**Textauszug:**
^^^^^^^^^^^^^^^^
Fazit: Dass die sog. „Online-Durchsuchung mehr ist als ein Schlagwort und eben deutlich mehr und Schlimmeres beinhaltet als nur die schnöde Schnüffelei auf fremden PCs per Online-Verbindung, haben nur die beiden Doctores Bunge und Terpe begriffen (bedarf es dafür wirklich einer Promotion ???). Frau Hoffmann hat bisher nicht geantwortet, der Kollege Ahrendt sowie Herr Rehberg produzieren nur Worthülsen - was gerade bei letzterem besonders peinlich ist, stellt er sich doch als Dipl.-Ing. für Informatik und Facharbeiter für Datenverarbeitung vor - ist wohl doch schon lange her. Aber für Copy&Paste reicht’s ja noch. ...

P.S. Wer in den Antworten der/seiner Abgeordneten phrasenverdächtigen Text oder Schlagworte entdeckt, diese(n) einfach mal oben rechts in die Suchmaschine bei abgeordnetenwatch eingeben und staunen.

Nachtrag: Auf meine direkte e-mail vom 28.o7.2007 hat sich Frau Hoffmann fast zwei Monate (!) Zeit gelassen, um dann Unverbindliches zu äußern:

Sie sprechen mit Ihrer ersten Frage einen wichtigen Punkt innerhalb der Debatte um Online-Durchsuchung an. Denn bis jetzt ist weder die technische Durchführbarkeit noch die Frage der Notwendigkeit eines solchen Instrumentes abschließend geklärt. Dies bedeutet, dass noch nicht eindeutig festgelegt bzw. dargestellt wurde, für welche Erkenntnisse der Einsatz eines solchen Instrumentes benötigt wird.
^^^^^^^^^^^^^^^^
**Datensätze:**
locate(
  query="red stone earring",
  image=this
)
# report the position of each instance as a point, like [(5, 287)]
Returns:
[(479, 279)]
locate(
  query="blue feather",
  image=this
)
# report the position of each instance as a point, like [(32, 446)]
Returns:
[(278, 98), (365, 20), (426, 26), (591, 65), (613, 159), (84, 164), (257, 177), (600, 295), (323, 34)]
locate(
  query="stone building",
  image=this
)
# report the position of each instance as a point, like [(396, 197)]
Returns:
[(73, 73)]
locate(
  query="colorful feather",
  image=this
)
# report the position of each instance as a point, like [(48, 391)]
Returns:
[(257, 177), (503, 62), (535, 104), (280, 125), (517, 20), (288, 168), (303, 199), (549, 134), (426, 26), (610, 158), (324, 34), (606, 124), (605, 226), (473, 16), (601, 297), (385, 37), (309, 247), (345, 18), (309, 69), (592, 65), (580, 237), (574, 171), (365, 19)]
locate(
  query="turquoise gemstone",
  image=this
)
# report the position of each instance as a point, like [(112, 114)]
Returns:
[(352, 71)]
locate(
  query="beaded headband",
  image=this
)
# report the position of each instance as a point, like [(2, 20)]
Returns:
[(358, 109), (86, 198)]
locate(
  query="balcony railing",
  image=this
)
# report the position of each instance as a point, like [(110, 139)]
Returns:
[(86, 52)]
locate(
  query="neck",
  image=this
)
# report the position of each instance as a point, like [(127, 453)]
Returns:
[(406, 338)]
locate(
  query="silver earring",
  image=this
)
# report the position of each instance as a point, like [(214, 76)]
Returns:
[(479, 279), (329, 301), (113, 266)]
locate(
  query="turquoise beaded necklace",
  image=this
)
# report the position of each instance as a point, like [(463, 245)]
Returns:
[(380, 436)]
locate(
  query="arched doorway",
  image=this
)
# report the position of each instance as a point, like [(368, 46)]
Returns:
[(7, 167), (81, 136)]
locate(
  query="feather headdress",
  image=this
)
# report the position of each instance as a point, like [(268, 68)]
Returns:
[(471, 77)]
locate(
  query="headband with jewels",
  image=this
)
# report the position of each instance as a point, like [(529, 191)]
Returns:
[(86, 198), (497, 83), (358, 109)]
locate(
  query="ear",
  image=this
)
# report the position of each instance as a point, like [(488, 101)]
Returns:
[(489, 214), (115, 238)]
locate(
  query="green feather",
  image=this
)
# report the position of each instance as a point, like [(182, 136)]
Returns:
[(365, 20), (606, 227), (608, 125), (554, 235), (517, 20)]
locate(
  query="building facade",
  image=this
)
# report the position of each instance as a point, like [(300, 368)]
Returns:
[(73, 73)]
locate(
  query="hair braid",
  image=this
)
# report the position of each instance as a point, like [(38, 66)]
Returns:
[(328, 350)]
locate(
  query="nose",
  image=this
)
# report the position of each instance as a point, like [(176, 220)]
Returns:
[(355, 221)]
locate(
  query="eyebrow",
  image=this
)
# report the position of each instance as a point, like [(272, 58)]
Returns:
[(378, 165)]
^^^^^^^^^^^^^^^^
**Aufgabenstellung:**
Zitieren Sie den Textauszug zur Online-Durchsuchung vollständig und wortgetreu. Die Datensätze stehen in keinem Zusammenhang mit dem Textauszug.

**Schriftliche Lösung:**
Fazit: Dass die sog. „Online-Durchsuchung mehr ist als ein Schlagwort und eben deutlich mehr und Schlimmeres beinhaltet als nur die schnöde Schnüffelei auf fremden PCs per Online-Verbindung, haben nur die beiden Doctores Bunge und Terpe begriffen (bedarf es dafür wirklich einer Promotion ???). Frau Hoffmann hat bisher nicht geantwortet, der Kollege Ahrendt sowie Herr Rehberg produzieren nur Worthülsen - was gerade bei letzterem besonders peinlich ist, stellt er sich doch als Dipl.-Ing. für Informatik und Facharbeiter für Datenverarbeitung vor - ist wohl doch schon lange her. Aber für Copy&Paste reicht’s ja noch. ...

P.S. Wer in den Antworten der/seiner Abgeordneten phrasenverdächtigen Text oder Schlagworte entdeckt, diese(n) einfach mal oben rechts in die Suchmaschine bei abgeordnetenwatch eingeben und staunen.

Nachtrag: Auf meine direkte e-mail vom 28.o7.2007 hat sich Frau Hoffmann fast zwei Monate (!) Zeit gelassen, um dann Unverbindliches zu äußern:

Sie sprechen mit Ihrer ersten Frage einen wichtigen Punkt innerhalb der Debatte um Online-Durchsuchung an. Denn bis jetzt ist weder die technische Durchführbarkeit noch die Frage der Notwendigkeit eines solchen Instrumentes abschließend geklärt. Dies bedeutet, dass noch nicht eindeutig festgelegt bzw. dargestellt wurde, für welche Erkenntnisse der Einsatz eines solchen Instrumentes benötigt wird.